- [Data shown]:
——————
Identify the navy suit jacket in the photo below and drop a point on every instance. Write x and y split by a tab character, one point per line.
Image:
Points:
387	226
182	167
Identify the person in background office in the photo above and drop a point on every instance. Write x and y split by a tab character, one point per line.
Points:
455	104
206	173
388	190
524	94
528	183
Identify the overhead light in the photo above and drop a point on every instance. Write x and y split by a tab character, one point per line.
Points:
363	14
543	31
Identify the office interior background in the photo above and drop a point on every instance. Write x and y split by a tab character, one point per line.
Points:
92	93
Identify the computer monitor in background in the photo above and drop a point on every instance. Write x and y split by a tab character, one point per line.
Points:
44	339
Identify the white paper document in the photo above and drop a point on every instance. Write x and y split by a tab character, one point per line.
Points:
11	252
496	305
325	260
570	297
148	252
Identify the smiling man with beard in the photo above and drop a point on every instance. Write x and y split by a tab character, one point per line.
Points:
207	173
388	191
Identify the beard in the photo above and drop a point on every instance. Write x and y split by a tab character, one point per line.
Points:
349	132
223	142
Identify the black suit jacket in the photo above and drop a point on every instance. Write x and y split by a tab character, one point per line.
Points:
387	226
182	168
——————
- [What you should do]: The full listing above is to be given again exactly.

- [Solution below]:
Identify the navy suit jacket in the photo below and drop a point on every instance. Write x and y split by a tab character, one point per line.
Image:
Points:
387	226
182	167
Identify the person in background office in the photo above and drop a point on every instance. Write x and y split by a tab character, one point per line.
Points:
455	104
206	173
388	190
524	94
528	183
Identify the overhead light in the photo above and drop a point on every instance. Write x and y split by a tab character, one point per line.
Points:
363	14
543	31
Identify the office interior background in the photo above and drop a point on every instance. Write x and y split by a tab character, one point per line.
Points:
92	93
Identify the computer monitor in background in the photo above and drop a point on every instance. Write x and y split by a tab character, one point per line.
Points:
44	339
Identify the white paper document in the photo above and drop a point on every instance. Write x and y split by a tab character, one point per line.
Points:
11	252
496	305
325	260
570	297
148	252
Identify the smiling man with beard in the photo above and drop a point on every instance. Write x and y split by a tab character, one point per line.
Points:
207	173
388	191
Identify the beard in the photo above and drop a point on every instance. Write x and y split by a tab character, one point per line.
Points:
349	132
223	142
Identify the black suit jacket in the photo above and drop a point on every instance. Write x and y split by a tab character, one point per line.
Points:
387	226
182	168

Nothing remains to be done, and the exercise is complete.